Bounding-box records
'''

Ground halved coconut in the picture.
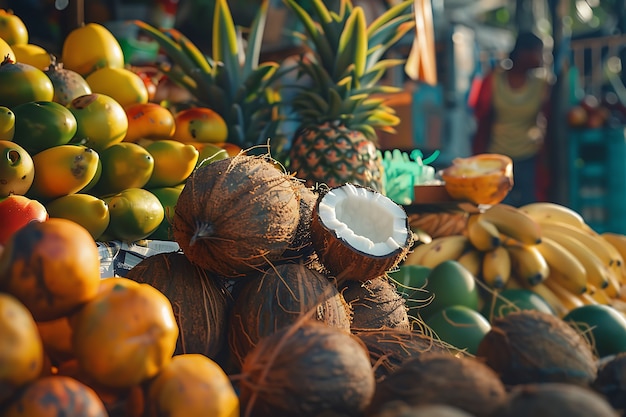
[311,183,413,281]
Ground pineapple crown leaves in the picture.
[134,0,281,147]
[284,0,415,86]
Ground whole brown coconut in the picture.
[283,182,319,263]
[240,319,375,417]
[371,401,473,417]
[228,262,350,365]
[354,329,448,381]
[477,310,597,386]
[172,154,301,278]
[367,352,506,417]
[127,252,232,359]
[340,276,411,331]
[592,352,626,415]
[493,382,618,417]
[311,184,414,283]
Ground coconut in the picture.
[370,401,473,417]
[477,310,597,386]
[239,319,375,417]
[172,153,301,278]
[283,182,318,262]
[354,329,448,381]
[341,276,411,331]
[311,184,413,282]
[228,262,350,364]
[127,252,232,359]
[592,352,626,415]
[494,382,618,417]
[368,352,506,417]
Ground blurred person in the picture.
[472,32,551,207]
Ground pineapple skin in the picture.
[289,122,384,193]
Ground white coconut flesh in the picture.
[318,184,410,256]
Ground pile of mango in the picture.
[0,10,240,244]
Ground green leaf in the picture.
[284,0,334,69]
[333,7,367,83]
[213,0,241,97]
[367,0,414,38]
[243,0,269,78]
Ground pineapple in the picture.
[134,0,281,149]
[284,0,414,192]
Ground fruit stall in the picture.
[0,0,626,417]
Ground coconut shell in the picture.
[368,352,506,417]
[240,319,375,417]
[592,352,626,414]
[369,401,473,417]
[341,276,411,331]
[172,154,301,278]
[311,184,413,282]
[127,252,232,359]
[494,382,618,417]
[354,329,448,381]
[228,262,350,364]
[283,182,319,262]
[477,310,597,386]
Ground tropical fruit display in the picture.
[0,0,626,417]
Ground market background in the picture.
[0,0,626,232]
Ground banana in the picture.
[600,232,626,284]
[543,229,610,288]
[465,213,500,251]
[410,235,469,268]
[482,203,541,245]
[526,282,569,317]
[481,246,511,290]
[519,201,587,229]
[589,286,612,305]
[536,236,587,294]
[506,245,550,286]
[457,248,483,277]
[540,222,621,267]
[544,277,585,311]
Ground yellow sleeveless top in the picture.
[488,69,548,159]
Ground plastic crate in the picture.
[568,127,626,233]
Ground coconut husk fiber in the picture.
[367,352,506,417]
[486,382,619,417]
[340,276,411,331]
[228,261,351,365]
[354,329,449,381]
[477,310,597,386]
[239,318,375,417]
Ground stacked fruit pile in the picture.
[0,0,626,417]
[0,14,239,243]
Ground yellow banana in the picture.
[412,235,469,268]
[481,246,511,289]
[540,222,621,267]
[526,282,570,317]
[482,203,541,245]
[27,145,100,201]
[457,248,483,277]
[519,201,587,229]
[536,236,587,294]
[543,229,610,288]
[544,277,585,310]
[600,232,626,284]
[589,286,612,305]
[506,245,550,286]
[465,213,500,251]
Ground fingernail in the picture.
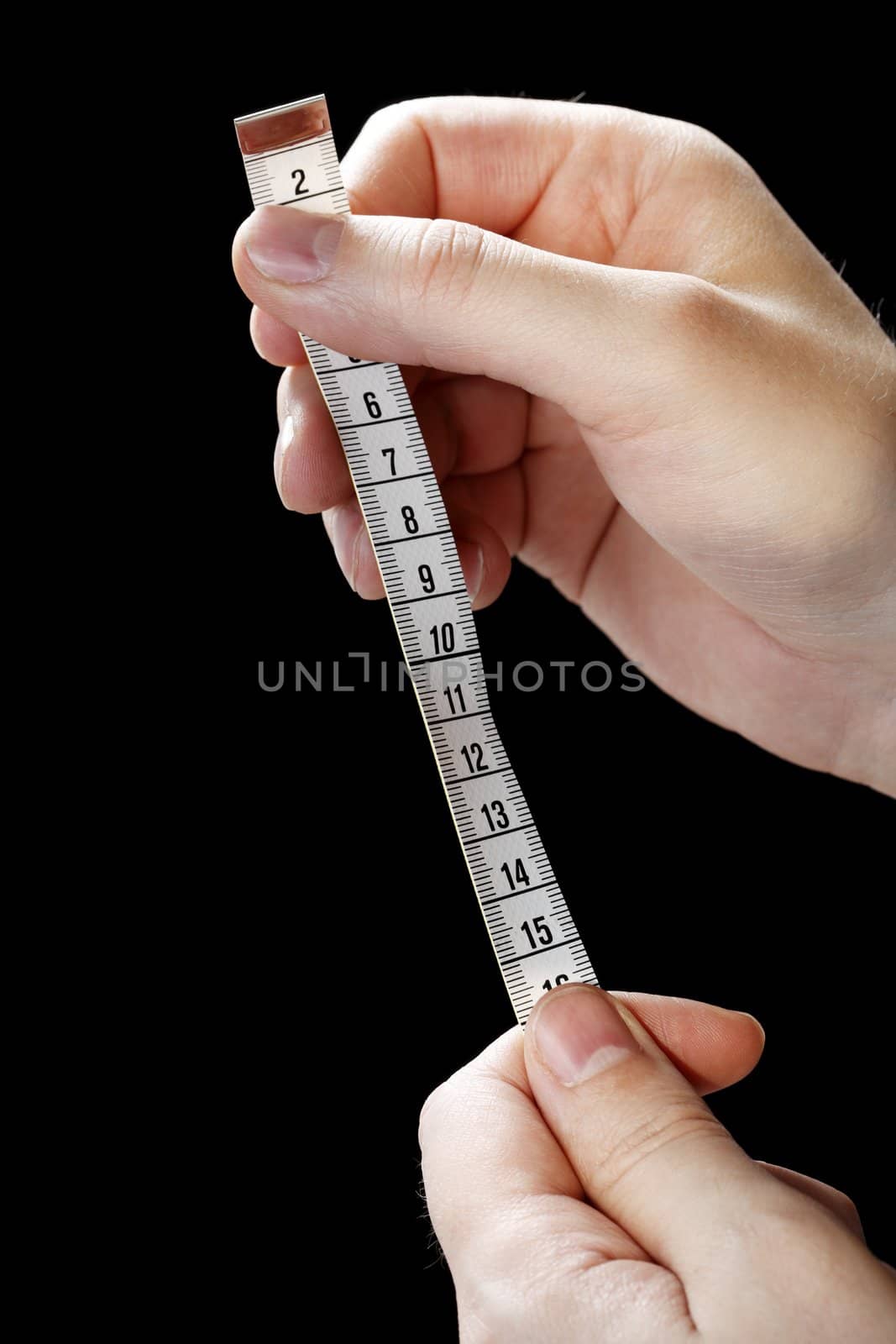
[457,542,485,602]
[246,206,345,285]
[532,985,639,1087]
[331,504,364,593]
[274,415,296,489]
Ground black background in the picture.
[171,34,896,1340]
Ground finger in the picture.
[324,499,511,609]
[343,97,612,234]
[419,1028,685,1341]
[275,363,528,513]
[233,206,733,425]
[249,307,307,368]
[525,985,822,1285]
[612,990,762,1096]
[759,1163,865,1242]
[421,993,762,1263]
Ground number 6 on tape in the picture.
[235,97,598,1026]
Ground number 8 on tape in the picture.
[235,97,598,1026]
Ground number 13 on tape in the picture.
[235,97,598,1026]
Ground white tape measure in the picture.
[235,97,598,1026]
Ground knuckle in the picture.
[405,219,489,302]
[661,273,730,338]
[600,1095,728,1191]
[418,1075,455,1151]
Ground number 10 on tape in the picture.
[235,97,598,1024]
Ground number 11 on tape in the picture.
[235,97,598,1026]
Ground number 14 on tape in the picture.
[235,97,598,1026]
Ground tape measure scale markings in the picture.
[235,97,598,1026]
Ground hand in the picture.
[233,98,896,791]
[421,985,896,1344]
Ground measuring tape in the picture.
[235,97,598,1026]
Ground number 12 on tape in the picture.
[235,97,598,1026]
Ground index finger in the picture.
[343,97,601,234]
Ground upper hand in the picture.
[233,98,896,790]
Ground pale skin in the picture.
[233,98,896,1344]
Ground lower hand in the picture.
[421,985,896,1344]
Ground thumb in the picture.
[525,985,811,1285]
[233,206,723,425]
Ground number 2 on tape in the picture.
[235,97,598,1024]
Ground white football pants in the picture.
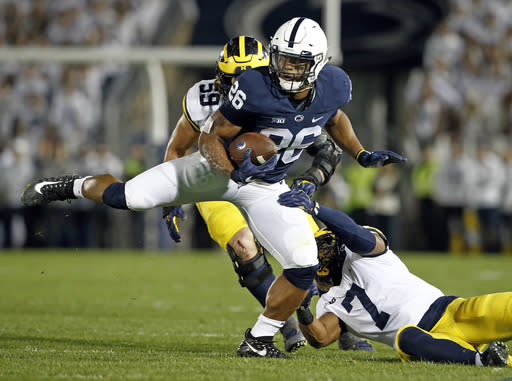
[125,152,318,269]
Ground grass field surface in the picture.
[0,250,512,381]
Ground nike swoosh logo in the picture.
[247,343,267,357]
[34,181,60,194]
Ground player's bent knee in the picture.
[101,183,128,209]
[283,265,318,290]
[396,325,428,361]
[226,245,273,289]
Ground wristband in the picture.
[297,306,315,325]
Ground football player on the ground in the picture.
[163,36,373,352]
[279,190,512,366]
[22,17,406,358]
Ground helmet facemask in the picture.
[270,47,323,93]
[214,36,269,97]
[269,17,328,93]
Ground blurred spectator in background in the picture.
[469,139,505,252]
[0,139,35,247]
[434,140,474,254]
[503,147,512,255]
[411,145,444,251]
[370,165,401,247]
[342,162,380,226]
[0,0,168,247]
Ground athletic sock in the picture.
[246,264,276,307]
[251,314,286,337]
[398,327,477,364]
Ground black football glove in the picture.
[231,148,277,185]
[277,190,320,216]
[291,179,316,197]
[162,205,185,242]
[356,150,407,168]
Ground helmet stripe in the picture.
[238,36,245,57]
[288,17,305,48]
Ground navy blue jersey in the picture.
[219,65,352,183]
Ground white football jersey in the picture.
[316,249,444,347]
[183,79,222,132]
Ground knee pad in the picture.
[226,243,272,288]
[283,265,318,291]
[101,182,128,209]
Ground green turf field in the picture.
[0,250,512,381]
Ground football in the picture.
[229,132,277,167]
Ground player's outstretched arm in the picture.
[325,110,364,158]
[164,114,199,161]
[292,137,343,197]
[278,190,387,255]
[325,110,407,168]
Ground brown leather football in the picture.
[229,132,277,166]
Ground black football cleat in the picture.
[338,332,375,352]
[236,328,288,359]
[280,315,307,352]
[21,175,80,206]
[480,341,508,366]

'''

Required task: Report every line of the rows above that contains the word "white", copying each such line in full.

Output below:
Ground white coconut flesh in the picture.
Ground white tape measure in the picture.
Ground white football pants in the picture.
Ground white football jersey in the picture.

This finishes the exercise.